About this task
Pick up the article on Dr. Andrea Reid and the new Centre for Indigenous Fisheries and continue it from its final sentence.

Provided text
Skip to content

Skeena Voices | ‘Thanks to the fish I found my way home’

Nisga’a scientist takes prominent role in UBC’s new Indigenous fisheries centre
24125607_web1_210211-PRU-Andrea-Reid-UBC-photo_1
Dr. Andrea Reid on the Skeena River near Terrace in 2018. (Photo supplied by Talon Gillis)

The ocean currents have propelled Dr. Andrea Reid through life. From her upbringing on Canada’s eastern coastline, to her academic studies of sealife and to anchorages around the world with her unique research perspective, these currents have now brought her home.

Reid was raised by her mother of Irish decent on the shores of Prince Edward Island, where she developed a deep love for the water and the life it contained. Her father who is Nisga’a had his family torn apart in the 60s scoop and kept apart by the residential school system. Reid had never lived in the Nisga’a Nation nor spoke the Nisga’a language.

But when she chose a focus for her life, the Nisga’a Nation fully supported her education. It allowed her to complete her PhD in biology at Carleton University, receiving the Governor General’s Gold Medal and University Medal for Outstanding Graduate Work at the doctoral level.

She went on to co-found Riparia, a charity connecting young women with learning opportunities on the water. She is a National Geographic Explorer, and has worked extensively with Indigenous fisheries and fishers around the world. In Uganda, in the Lake Victoria Basin, she had an epiphany with the local fishers who could read the water and find the fish at any time, location, or season.

Fisheries were not defined by science alone, she realized, it’s about working with people.

Her appreciation of Indigenous fishers, and the continued support of the Nisga’a Nation allowed her to see the connection to her ancestral home was not lost, and it was time to return.

“Thanks to the fish I found my way home,” Reid said.

Last month the University of British Columbia’s Institute for the Oceans and Fisheries named Reid as assistant professor of Indigenous fisheries science and principal investigator of the new Centre for Indigenous Fisheries (CIF).

The CIF is a groundbreaking endeavour that will approach fisheries management through a blended model of modern science and Indigenous knowledge. Research will be conducted with the full participation, and permission, of Indigenous communities in response to their needs. This decolonized approach to science will determine what researchers do, how it’s done and where they go.

Records taken from a collection

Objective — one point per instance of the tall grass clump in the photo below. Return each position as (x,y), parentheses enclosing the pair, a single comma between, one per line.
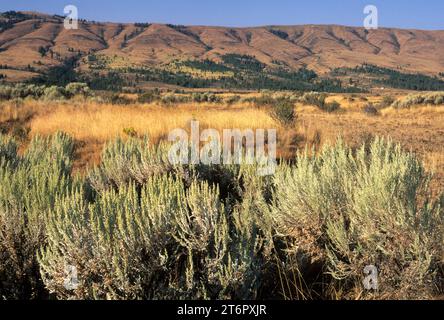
(319,100)
(29,185)
(343,211)
(434,99)
(283,112)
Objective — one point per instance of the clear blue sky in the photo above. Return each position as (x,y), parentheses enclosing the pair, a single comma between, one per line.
(425,14)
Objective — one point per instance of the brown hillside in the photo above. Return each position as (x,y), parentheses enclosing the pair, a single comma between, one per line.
(318,47)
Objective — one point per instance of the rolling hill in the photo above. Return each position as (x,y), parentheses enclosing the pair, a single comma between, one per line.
(32,43)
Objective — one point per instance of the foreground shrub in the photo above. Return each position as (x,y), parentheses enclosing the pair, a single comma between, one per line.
(169,243)
(29,186)
(134,160)
(344,212)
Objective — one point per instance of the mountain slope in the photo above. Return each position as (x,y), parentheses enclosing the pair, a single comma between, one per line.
(32,42)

Output for this exercise
Reid is careful to distinguish her words. “Traditional knowledge”, she says, elicits prejudice of outdated practices, providing easy targets for conventional institutions. But calling it “Indigenous knowledge” accurately represents the complex systems of knowledge, practice and belief. It is an active noun, alive and contemporary.

“The process of science, in my view, needs to change in some important ways. Having communities and fisheries, youth and elders and knowledge keepers as true participants and partners in the process is crucial to me.

“Certainly there are communities, groups and organizations already doing wonderful work with stewardship, but there is a real lack of that kind of work from within the university structure.”

“There is so much we can learn from these longstanding practices and methodologies, these tools and understandings that have been in place for millenia. They’re matched to the environment. They’re so fundamentally place-based. There is so much that western science could learn from these approaches. My work, and the work of the centre, is about bringing together all of the tools and knowledges. It’s not abandoning western science, it has some massive strengths, but it’s about bringing together the best of both worlds.”

Reid strives to reveal the human impacts of a research subject and present it in an accessible manner. As such she regularly partners with creative minds and non-scholars to shape the findings into a relatable form, lit with emotion and meaning.

“It’s hard to hang on to a number, but it’s not hard to hang on to an emotion,” she said.

One of Reid’s first major projects will be funded with a collaboration grant from the National Geographic Society. She and three fellow Explorers — Lummi Nation poet Rena Priest, Vancouver-based photographer Amy Romer and University of Victoria conservation scientist Lauren Eckert — will combine their creative and scientific strengths to facilitate discussion on the decriminalization of Indigenous fisheries in the Salish Sea.

“It’s about both the past and present limitations on what are constitutionally protected fishing rights. There are a lot of people in this country and on this continent who don’t have a lot of awareness about these problems in a way that reflects the reality of the people who are on the ground. It leaves a lot of people confused and conflicted on who to believe and who to trust. Our intention is to just share these pretty heartbreaking stories, and to do so with compassion and precaution.”

Reid is at the front end of mapping out a long-term project for the Nass Valley.

In the meantime, she’s grateful for the opportunity her work provides to speak with elders and knowledge keepers to learn about their, and her, culture.

Since 2016 Reid has led salmon science camps in the Nisga’a Nation, but which have been on hold due to the COVID-19 pandemic. She assures the public she will carry forward with those camps once restrictions can be safely lifted.